[The request]: Copy out all of the entries below with each "single marker" switched to "single dot" and everything else left as it is, leaving out the pictures.

====

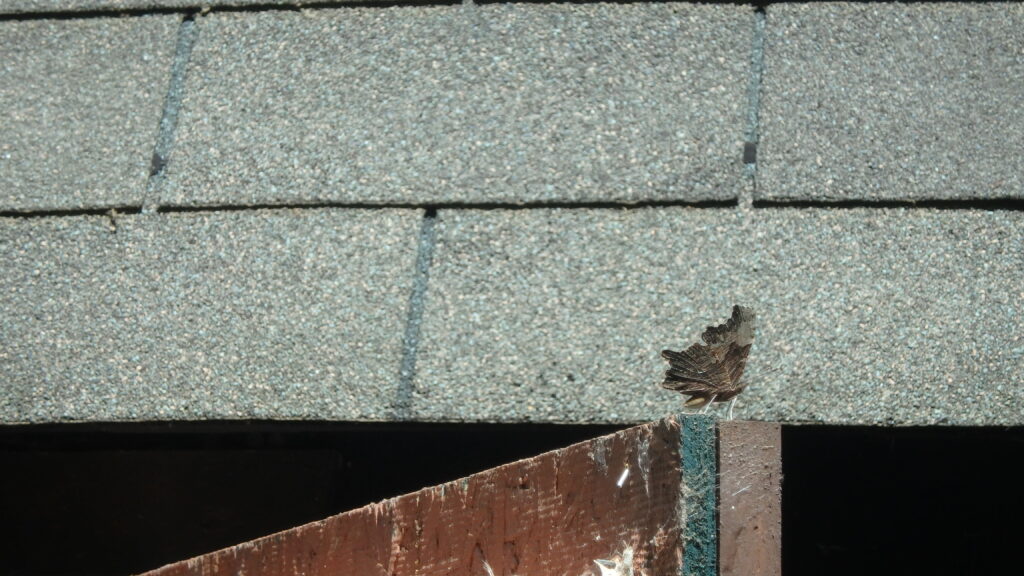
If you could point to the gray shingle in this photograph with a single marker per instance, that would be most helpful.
(81, 101)
(866, 316)
(510, 103)
(893, 101)
(28, 6)
(205, 316)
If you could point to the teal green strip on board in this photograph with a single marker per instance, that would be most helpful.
(699, 481)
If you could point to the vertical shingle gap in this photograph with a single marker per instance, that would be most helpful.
(417, 302)
(754, 107)
(187, 33)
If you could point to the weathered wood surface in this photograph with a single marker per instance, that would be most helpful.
(622, 498)
(750, 496)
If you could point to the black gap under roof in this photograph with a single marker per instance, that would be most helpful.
(126, 498)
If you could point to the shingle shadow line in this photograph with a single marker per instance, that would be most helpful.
(708, 2)
(169, 208)
(105, 211)
(1012, 204)
(198, 7)
(97, 13)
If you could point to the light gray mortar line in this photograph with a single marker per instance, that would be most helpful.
(187, 32)
(417, 302)
(754, 108)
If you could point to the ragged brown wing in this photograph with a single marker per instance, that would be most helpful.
(738, 329)
(694, 371)
(713, 371)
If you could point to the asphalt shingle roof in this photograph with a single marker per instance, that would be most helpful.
(276, 314)
(429, 212)
(82, 101)
(892, 101)
(505, 103)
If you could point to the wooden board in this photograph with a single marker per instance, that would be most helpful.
(750, 496)
(643, 497)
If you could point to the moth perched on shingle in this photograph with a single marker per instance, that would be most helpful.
(711, 372)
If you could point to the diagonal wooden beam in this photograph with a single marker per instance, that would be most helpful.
(638, 501)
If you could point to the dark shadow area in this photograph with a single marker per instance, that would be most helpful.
(926, 500)
(126, 498)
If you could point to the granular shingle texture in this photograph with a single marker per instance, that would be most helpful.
(894, 101)
(865, 316)
(506, 103)
(54, 6)
(82, 101)
(218, 316)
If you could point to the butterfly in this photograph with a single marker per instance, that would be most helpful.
(710, 372)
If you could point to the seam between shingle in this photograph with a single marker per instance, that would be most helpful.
(187, 33)
(402, 409)
(754, 109)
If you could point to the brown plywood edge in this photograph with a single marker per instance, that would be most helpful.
(750, 498)
(613, 498)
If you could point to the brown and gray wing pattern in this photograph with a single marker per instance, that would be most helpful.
(712, 371)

====

[Problem solution]:
If you could point to the gray shingle in this photograph with a single dot per instance, that would be most helpful.
(81, 101)
(866, 316)
(510, 103)
(893, 101)
(28, 6)
(205, 316)
If you could point to the teal green strip on board in this photograph with a single dot per instance, that would be most helpful.
(699, 481)
If you could point to the vertical shingle gap in this photograph with a single dot per instance, that would be most helpful.
(417, 302)
(754, 107)
(187, 33)
If you could point to the weathered wood surface in this photograph with a single dot per instance, that would be most helpful.
(622, 498)
(750, 496)
If you could point to the black gap under roof in this photograph with a single dot per instance, that would be most helpful.
(126, 498)
If you could point to the shingle shadow line in this photograph with a single dot per instance, that would be most helpful.
(708, 2)
(169, 208)
(105, 211)
(1012, 204)
(198, 7)
(97, 13)
If you could point to the light gray mortar line in this photograph with a single dot per instance, that would be most helpful.
(187, 32)
(417, 302)
(754, 108)
If you could point to the ragged brown wing in this photograph with a single dot per instance, that would be most helpful.
(738, 329)
(694, 371)
(713, 371)
If you could point to the asphalt shingle roof in this photograph with a single dot per instance, that would be most helpful.
(276, 314)
(429, 212)
(82, 101)
(892, 101)
(505, 103)
If you could point to the wooden board in this photograph with a single dot per instance, that would be most helpful.
(750, 496)
(643, 497)
If you could point to the moth perched on shingle in this photograph with a single dot per instance, that would be most helpful.
(711, 372)
If you could point to the diagonal wooden beam in this photograph with a single dot per instance, that would be most helpful.
(638, 501)
If you could point to the dark shadow area in this photograph with a single dot per instance, that would be most helpful.
(926, 500)
(126, 498)
If you could point to the granular shingle texture in this photograph with a single dot per instance, that would be most helpful.
(894, 101)
(865, 316)
(506, 103)
(54, 6)
(82, 101)
(218, 316)
If you could point to the butterfly in this photograph with a single dot per instance, that would be most helpful.
(710, 372)
If you could point to the seam between shingle in this photograph with a single dot per instance, that would be most helpful.
(187, 33)
(402, 409)
(754, 109)
If you could point to the brown plywood edge in this photograph with a single dot per instance, that would be most helpful.
(750, 498)
(613, 498)
If you could point to the brown and gray wing pattern in this photograph with a single dot per instance, that would be most helpful.
(712, 371)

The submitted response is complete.